Work to be completed: Extract and reproduce the lines between the line holding "--target=bird tail --return=outline" and the line holding "[[[55,108],[55,111],[66,111],[64,104],[55,104],[53,107]]]", inclusive, copying them exactly.

Input data:
--------------------------------------------------

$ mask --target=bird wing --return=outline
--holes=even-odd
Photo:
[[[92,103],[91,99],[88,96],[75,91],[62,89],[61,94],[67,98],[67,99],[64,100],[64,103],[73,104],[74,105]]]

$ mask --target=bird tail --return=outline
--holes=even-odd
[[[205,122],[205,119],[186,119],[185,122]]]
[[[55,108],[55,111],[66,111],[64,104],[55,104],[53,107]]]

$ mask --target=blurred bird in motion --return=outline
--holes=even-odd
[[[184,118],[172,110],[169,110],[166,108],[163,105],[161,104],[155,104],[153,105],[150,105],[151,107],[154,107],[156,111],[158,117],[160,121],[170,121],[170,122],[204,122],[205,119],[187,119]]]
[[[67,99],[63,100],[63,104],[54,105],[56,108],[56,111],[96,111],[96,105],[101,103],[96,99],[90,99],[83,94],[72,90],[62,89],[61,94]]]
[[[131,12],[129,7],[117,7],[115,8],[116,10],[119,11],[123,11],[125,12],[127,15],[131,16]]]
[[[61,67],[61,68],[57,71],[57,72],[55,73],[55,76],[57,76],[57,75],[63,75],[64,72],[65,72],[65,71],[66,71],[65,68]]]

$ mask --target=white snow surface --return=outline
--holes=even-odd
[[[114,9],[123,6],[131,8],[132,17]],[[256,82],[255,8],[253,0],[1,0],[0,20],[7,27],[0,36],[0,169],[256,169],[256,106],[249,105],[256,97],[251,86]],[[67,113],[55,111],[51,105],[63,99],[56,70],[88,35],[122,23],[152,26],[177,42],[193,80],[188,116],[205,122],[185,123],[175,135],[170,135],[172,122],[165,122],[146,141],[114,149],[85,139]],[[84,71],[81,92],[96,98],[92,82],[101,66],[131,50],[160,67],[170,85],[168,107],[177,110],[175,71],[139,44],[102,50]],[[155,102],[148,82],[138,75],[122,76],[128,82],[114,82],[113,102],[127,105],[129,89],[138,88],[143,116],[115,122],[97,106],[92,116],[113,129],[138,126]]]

--------------------------------------------------

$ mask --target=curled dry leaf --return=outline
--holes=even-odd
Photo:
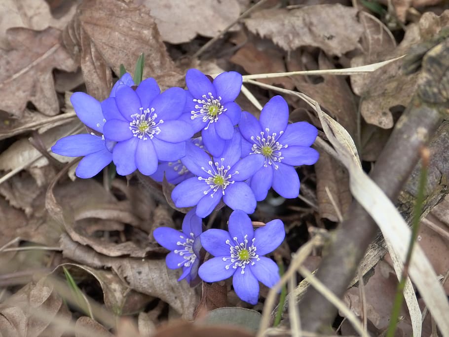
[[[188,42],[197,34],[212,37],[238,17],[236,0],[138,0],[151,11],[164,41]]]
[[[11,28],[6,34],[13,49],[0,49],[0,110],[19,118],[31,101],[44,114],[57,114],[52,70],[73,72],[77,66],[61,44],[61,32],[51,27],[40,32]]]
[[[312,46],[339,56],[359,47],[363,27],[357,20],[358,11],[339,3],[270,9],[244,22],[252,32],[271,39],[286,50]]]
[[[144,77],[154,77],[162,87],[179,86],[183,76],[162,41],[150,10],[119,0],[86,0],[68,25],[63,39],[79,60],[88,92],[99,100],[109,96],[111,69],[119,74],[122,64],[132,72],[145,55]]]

--------------------------------------------------

Problem solution:
$ mask --target=bird tail --return=outline
--holes=even-odd
[[[205,122],[205,119],[186,119],[185,122]]]
[[[55,108],[55,111],[66,111],[64,104],[55,104],[53,107]]]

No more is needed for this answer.